# Given records
◆ ◆ ◆ ◆ ◆
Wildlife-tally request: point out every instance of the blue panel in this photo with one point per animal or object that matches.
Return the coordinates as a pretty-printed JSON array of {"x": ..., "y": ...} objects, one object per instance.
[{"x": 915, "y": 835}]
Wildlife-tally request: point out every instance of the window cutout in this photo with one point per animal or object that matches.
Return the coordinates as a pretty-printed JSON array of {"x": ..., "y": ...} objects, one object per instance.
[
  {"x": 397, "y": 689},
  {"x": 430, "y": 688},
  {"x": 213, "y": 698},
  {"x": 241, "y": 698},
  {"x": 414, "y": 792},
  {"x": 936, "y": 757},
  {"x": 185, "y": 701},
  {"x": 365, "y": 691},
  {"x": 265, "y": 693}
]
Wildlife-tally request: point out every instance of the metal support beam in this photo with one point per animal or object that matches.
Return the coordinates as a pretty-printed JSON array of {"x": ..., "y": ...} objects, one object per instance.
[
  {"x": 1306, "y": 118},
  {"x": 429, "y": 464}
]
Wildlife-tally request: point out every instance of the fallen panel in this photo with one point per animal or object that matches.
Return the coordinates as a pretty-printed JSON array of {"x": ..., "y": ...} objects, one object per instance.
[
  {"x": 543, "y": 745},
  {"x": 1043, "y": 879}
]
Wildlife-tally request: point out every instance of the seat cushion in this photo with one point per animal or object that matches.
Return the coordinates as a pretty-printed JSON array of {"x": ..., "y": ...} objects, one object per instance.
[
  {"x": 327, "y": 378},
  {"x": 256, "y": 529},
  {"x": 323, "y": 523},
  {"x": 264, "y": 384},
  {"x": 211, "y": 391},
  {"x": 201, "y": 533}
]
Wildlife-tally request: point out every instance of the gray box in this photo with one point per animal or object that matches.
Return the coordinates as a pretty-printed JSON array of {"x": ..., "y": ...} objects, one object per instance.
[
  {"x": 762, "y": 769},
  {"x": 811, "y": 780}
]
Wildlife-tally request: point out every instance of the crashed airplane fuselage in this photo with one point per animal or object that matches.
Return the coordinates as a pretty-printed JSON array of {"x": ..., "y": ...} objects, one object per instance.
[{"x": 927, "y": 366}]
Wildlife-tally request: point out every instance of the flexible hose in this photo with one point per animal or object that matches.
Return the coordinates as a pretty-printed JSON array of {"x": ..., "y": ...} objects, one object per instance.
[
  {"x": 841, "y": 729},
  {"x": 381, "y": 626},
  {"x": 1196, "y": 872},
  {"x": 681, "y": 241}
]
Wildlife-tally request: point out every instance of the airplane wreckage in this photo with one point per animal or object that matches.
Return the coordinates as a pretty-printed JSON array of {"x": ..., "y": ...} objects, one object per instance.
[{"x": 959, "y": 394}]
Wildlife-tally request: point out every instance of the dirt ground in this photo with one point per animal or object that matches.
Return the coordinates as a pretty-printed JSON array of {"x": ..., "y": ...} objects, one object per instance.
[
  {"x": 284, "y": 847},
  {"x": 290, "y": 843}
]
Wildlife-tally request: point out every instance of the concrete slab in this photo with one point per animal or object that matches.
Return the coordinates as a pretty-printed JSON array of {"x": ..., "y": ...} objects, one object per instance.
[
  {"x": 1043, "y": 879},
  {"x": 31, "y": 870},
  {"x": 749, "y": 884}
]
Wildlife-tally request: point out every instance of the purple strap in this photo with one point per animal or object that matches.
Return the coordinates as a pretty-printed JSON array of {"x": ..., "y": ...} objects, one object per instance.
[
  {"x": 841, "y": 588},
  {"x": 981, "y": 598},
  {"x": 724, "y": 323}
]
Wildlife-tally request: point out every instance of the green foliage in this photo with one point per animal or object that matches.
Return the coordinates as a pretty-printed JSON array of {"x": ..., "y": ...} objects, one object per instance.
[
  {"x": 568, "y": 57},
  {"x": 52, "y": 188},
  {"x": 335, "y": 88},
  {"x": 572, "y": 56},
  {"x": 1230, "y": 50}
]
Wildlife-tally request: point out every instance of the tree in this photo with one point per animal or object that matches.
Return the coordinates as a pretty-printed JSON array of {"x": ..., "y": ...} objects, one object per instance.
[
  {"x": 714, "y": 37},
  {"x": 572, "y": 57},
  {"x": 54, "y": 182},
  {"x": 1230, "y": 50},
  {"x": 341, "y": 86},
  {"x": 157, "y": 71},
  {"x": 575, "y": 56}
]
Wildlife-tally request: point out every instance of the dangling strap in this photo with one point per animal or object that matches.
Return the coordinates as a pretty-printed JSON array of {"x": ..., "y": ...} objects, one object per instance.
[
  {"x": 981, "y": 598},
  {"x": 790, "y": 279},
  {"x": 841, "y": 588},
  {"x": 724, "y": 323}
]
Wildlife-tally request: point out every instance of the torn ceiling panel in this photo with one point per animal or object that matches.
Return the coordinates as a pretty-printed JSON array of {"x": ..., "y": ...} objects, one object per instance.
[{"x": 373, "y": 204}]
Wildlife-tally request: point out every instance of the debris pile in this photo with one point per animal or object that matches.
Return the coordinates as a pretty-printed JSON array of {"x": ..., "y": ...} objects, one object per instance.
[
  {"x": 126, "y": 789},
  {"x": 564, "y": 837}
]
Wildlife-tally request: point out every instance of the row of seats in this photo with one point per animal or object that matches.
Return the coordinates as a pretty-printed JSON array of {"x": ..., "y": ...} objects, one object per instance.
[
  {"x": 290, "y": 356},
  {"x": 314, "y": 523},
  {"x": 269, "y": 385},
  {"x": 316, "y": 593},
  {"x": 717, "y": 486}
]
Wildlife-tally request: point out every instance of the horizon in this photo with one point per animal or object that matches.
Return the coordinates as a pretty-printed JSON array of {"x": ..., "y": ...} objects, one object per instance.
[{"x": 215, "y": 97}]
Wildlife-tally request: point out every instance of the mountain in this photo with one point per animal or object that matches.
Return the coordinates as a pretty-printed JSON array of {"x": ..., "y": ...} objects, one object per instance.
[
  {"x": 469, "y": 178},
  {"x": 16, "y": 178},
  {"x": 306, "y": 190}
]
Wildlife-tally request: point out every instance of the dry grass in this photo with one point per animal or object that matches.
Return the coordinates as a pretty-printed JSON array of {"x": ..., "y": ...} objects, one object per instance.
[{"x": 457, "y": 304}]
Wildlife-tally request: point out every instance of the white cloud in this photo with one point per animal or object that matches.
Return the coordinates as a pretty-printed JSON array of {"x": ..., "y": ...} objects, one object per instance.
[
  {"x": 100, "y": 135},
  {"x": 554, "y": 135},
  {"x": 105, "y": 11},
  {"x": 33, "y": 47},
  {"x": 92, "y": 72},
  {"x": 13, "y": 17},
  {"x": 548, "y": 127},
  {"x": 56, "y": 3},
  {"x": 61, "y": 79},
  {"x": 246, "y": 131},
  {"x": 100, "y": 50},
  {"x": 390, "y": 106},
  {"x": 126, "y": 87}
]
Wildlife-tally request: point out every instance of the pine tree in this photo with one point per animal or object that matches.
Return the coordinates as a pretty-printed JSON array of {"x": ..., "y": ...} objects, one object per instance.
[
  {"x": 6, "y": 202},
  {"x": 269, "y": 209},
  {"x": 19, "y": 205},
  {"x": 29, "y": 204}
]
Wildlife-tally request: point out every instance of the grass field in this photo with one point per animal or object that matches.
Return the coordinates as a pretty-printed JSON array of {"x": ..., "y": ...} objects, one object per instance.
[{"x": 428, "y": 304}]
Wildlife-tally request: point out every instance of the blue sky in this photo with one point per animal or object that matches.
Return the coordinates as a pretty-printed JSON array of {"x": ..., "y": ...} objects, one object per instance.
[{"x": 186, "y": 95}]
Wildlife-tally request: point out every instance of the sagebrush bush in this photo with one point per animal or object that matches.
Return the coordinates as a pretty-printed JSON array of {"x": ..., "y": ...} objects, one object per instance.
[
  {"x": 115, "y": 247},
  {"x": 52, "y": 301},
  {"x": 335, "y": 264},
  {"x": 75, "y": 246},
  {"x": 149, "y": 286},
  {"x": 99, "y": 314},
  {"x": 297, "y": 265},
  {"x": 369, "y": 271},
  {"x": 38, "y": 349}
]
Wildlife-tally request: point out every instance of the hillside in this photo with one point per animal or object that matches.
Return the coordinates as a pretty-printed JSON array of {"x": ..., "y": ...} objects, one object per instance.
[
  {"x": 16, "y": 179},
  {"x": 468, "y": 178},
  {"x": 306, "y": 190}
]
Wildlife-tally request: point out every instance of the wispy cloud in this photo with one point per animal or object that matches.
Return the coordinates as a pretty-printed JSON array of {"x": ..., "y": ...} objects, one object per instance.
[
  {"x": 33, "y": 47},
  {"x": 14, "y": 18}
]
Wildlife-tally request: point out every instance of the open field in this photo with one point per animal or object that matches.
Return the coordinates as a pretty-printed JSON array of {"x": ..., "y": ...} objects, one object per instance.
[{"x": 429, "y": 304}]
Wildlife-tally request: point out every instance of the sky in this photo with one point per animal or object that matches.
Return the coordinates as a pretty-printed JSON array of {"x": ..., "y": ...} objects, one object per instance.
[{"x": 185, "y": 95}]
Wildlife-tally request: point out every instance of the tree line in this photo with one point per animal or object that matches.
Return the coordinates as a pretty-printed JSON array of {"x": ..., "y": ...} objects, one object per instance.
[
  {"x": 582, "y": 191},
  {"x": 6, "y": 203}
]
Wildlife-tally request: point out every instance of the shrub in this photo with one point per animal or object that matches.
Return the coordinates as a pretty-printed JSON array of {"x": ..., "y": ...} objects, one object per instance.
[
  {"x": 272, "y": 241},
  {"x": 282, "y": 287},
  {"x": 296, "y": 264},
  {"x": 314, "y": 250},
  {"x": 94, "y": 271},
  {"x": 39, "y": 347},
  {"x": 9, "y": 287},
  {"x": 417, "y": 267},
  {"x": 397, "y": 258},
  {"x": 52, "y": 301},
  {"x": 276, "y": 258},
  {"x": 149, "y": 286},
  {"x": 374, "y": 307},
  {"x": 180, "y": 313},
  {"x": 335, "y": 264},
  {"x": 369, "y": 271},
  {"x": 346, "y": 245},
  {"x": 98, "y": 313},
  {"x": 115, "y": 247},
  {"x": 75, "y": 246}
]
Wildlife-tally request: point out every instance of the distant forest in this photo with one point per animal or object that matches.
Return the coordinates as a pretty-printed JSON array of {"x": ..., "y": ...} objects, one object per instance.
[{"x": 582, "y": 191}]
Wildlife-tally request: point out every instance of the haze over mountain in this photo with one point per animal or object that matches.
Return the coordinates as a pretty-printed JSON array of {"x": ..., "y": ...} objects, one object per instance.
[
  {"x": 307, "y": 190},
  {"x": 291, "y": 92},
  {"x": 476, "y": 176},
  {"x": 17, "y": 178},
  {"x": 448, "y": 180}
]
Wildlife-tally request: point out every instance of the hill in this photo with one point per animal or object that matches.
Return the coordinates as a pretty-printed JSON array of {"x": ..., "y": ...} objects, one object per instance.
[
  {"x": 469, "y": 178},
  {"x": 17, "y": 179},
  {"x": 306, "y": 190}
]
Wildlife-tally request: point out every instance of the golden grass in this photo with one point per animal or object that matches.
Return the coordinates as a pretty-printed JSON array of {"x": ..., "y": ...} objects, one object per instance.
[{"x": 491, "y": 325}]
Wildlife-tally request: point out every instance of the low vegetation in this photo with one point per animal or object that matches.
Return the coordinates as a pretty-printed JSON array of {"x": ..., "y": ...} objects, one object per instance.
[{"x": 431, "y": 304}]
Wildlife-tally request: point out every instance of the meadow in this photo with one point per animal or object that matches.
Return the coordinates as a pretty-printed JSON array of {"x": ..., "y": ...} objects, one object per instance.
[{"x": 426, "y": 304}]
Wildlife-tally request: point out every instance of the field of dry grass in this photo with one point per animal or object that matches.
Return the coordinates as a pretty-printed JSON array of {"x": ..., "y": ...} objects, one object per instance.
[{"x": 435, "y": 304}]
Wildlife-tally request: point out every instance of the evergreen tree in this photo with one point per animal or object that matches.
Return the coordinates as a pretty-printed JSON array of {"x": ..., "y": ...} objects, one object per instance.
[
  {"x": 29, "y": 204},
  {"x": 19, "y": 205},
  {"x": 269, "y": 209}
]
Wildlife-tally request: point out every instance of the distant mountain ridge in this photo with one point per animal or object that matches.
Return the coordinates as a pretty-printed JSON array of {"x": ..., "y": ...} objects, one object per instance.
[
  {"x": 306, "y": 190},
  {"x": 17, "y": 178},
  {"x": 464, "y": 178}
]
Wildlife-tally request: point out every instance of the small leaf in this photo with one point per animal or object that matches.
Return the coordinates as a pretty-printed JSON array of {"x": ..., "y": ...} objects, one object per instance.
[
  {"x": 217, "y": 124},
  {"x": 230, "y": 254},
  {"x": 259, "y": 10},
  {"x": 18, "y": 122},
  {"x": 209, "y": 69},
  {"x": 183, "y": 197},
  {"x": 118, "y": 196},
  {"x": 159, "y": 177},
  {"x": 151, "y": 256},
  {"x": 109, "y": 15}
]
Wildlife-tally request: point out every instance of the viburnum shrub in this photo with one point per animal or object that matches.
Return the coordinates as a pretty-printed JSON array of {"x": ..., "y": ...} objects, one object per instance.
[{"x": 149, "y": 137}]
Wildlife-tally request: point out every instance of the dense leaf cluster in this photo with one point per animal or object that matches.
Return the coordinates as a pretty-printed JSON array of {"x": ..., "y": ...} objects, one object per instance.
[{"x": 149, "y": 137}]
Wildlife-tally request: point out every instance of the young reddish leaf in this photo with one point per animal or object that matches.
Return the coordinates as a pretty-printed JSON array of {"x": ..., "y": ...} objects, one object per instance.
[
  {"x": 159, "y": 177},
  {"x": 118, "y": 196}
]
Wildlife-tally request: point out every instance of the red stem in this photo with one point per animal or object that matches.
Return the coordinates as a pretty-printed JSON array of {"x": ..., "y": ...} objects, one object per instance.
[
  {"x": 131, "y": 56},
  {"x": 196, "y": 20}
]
◆ ◆ ◆ ◆ ◆
# Stated goal
Every line from the one holding "Wildlife-tally request: point out every instance of the small" through the final line of the listing must be echoed exactly; leave out all other lines.

# Output of the task
Wildlife-tally request: point out every instance of the small leaf in this photo with one point per animal or object that matches.
Return the coordinates as a pretty-printed JSON array of {"x": ..., "y": ...} objects, one object per instance.
[
  {"x": 217, "y": 124},
  {"x": 230, "y": 254},
  {"x": 259, "y": 10},
  {"x": 18, "y": 122},
  {"x": 209, "y": 69},
  {"x": 183, "y": 197},
  {"x": 118, "y": 196},
  {"x": 159, "y": 177},
  {"x": 151, "y": 256},
  {"x": 109, "y": 15}
]
Wildlife-tally request: point out every instance of the viburnum shrub in this photo with one point per animal or object that matches.
Return the coordinates as a pretty-printed JSON array of {"x": ..., "y": ...} objects, one object per instance.
[{"x": 149, "y": 137}]
Wildlife-tally request: point out every instance of the dense leaf cluster in this photo with one point per animal or object that matches.
Return the coordinates as a pretty-printed JSON array of {"x": ..., "y": ...} objects, one object per instance.
[{"x": 149, "y": 137}]
Wildlife-tally request: point out every instance of the young reddish leaf in this photo with one point per animal or object that matches.
Return the coordinates as a pretty-printed JSON array of {"x": ..., "y": ...} objects, one object per instance.
[
  {"x": 159, "y": 177},
  {"x": 118, "y": 196}
]
Wildlife-tally request: point out every instance of the red stem in this photo with one point per animal or object that matches.
Return the coordinates as a pretty-printed JSON array of {"x": ..., "y": ...} objects, one object per instance.
[
  {"x": 131, "y": 56},
  {"x": 196, "y": 20}
]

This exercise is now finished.